Print verbatim every line starting at the one that contains "Query: bird's tail feather" and ending at the final line of the records; include both endpoints.

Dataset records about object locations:
_ _ _

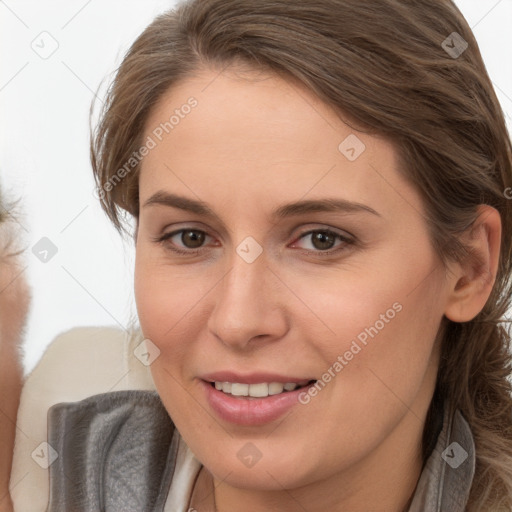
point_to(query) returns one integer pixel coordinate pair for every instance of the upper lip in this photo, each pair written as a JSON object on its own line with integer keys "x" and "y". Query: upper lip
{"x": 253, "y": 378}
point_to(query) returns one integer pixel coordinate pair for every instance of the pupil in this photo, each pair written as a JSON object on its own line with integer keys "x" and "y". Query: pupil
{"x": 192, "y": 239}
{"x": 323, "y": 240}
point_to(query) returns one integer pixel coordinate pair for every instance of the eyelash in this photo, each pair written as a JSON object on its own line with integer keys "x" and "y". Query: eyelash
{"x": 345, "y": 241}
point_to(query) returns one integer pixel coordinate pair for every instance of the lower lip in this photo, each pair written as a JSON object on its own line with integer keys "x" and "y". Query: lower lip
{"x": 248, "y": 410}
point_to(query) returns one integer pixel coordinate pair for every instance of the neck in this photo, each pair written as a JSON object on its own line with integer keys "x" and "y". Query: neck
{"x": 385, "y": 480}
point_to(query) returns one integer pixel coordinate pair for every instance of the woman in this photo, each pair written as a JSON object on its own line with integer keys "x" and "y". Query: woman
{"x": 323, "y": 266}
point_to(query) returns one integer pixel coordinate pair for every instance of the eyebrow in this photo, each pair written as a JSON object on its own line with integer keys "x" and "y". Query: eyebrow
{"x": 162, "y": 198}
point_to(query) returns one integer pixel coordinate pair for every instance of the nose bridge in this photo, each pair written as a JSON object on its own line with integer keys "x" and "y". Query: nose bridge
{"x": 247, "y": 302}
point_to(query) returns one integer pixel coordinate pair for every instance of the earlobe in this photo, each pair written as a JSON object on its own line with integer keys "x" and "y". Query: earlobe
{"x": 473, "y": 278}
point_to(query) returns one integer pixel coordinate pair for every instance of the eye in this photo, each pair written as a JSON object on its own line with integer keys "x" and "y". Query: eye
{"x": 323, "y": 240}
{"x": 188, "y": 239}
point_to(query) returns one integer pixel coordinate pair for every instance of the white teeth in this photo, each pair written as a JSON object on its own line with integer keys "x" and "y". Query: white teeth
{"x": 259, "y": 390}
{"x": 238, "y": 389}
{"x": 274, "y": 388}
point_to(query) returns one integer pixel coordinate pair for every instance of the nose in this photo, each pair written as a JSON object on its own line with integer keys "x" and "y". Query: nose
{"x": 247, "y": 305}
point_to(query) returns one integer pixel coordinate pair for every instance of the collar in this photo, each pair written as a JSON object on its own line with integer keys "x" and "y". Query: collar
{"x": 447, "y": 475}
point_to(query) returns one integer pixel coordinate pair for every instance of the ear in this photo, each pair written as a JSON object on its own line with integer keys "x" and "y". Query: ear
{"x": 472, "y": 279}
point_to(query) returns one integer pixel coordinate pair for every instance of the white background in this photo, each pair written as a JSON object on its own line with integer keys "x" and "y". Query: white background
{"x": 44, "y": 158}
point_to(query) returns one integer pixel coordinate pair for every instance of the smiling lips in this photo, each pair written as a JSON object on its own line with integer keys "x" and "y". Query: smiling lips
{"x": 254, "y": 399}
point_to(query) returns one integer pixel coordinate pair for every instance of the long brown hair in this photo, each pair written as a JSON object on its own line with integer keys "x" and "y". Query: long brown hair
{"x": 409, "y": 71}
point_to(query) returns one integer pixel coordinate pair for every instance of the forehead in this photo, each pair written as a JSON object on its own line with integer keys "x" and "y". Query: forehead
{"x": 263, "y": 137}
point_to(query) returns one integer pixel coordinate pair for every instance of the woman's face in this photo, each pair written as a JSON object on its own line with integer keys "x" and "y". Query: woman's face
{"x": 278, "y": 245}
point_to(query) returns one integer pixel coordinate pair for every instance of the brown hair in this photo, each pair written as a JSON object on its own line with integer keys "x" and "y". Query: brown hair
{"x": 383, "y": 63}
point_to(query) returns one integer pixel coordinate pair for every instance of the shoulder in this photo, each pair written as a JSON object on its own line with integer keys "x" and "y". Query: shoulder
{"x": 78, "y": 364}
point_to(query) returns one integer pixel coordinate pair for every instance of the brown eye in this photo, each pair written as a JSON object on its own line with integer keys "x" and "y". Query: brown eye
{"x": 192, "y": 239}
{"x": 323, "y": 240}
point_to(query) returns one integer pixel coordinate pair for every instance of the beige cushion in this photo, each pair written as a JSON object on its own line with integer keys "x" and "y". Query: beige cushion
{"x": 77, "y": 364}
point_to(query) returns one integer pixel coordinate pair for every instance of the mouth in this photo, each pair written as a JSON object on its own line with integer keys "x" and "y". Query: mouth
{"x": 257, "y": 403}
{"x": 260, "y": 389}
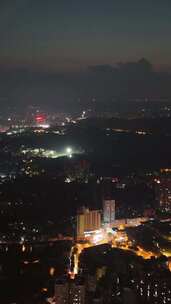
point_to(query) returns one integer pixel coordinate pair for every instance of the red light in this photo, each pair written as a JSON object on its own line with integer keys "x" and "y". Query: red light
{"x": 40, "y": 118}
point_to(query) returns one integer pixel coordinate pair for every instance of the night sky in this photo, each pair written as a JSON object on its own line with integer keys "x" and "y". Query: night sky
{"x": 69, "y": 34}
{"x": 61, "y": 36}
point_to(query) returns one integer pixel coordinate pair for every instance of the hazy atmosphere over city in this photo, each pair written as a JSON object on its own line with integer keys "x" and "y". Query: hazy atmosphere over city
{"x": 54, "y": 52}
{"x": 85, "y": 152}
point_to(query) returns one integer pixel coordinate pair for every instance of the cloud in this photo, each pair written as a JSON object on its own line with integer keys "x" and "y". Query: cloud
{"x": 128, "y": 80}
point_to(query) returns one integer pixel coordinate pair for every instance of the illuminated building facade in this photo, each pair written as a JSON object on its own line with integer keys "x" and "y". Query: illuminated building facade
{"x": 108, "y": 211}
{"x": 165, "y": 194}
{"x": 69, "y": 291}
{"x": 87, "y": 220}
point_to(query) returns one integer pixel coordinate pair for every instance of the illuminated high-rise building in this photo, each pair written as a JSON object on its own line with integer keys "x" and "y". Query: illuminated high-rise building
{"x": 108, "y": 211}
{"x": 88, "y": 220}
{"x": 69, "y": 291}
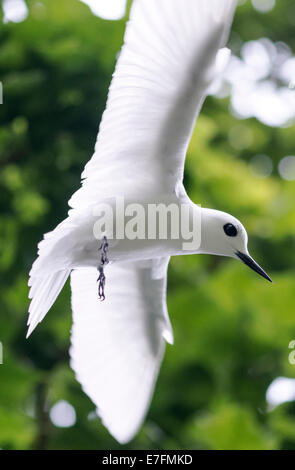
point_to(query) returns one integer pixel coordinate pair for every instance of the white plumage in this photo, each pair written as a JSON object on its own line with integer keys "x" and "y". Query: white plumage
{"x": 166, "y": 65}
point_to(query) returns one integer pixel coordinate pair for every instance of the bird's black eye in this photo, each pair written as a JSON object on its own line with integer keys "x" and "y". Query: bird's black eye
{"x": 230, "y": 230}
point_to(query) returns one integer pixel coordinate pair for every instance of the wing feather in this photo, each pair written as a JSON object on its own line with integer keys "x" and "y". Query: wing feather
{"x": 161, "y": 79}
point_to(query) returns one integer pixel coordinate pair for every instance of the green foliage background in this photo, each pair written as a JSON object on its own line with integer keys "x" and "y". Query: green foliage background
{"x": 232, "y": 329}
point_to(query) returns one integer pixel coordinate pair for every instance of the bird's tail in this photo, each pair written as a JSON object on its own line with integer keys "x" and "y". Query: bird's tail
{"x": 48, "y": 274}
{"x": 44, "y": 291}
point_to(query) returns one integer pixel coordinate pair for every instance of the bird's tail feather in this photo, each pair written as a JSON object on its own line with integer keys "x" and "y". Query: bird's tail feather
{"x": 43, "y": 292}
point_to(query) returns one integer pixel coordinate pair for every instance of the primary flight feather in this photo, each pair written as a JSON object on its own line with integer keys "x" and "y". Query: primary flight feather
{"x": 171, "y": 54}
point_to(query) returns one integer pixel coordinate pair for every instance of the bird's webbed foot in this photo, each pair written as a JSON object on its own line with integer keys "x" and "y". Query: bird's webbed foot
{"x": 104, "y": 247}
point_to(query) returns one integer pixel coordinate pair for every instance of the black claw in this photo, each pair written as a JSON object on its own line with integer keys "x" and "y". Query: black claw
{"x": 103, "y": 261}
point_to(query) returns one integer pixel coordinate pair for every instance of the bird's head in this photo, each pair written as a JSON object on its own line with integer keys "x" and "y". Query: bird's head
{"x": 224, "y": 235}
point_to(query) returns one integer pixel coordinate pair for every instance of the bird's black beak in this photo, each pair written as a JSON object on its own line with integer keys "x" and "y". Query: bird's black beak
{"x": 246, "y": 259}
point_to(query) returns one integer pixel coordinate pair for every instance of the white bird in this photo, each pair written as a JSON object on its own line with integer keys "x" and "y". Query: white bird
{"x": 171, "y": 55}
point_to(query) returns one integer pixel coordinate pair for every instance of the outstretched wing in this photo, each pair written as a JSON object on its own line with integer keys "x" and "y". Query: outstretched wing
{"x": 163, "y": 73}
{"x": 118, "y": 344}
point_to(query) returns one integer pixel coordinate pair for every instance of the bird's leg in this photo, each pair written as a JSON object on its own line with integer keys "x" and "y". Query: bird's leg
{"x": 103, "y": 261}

_ _ _

Output of the task -
point_to(query) returns one integer pixel coordinate pair for every instance of the bird's tail feather in this photo, each pair written as a JSON object on its own line with integer keys "x" and "y". Query: bird's tail feather
{"x": 43, "y": 292}
point_to(query) returns one integer pixel coordinate pair for every instance of the primary flight feather in this photo, each pair written as a JSON object on its own line with integer keys "x" and "y". Query: primary flight feather
{"x": 171, "y": 54}
point_to(query) returns one integer pixel coordinate pair for every instance of the bird's webbed foot in this photo, each pair written as a JSON object on its own line with integer keys "x" and "y". Query: bird's webbed foot
{"x": 104, "y": 247}
point_to(query) returns one integer pixel coordinate pair for every instance of the black claw in this photo, each pair written as a JSON object on its own line with integer keys "x" and "y". Query: black claw
{"x": 103, "y": 261}
point_to(query) returns one integer pixel coordinate pair for every instance of the bird's head in this photo, each pair written as a JSON object on its own line with integer keys "x" and "y". Query: bird's head
{"x": 224, "y": 235}
point_to(query) returns one integer pixel coordinate pair for every instance of the bird's black beak in this photo, each pair written as a JSON object on its own line with integer keys "x" and "y". Query: bird's black beak
{"x": 246, "y": 259}
point_to(query) returns one integer pixel coordinate pair for every instance of the white bird in this photo, each pair written as a JSON object on its own line with integer keys "x" and "y". Query: white bird
{"x": 171, "y": 55}
point_to(query) returns one integer pixel coordinate pair for every instance of the outstretched wing in this photo, each pair written as a JSON object on its own line with integer keys "x" and "y". Query: outstretched wing
{"x": 163, "y": 73}
{"x": 118, "y": 344}
point_to(query) returns one integer pixel coordinate pair for every instance of the bird's leg in this photo, each pair written as a JSON object on its own line with integer keys "x" and "y". Query: bird's leg
{"x": 103, "y": 261}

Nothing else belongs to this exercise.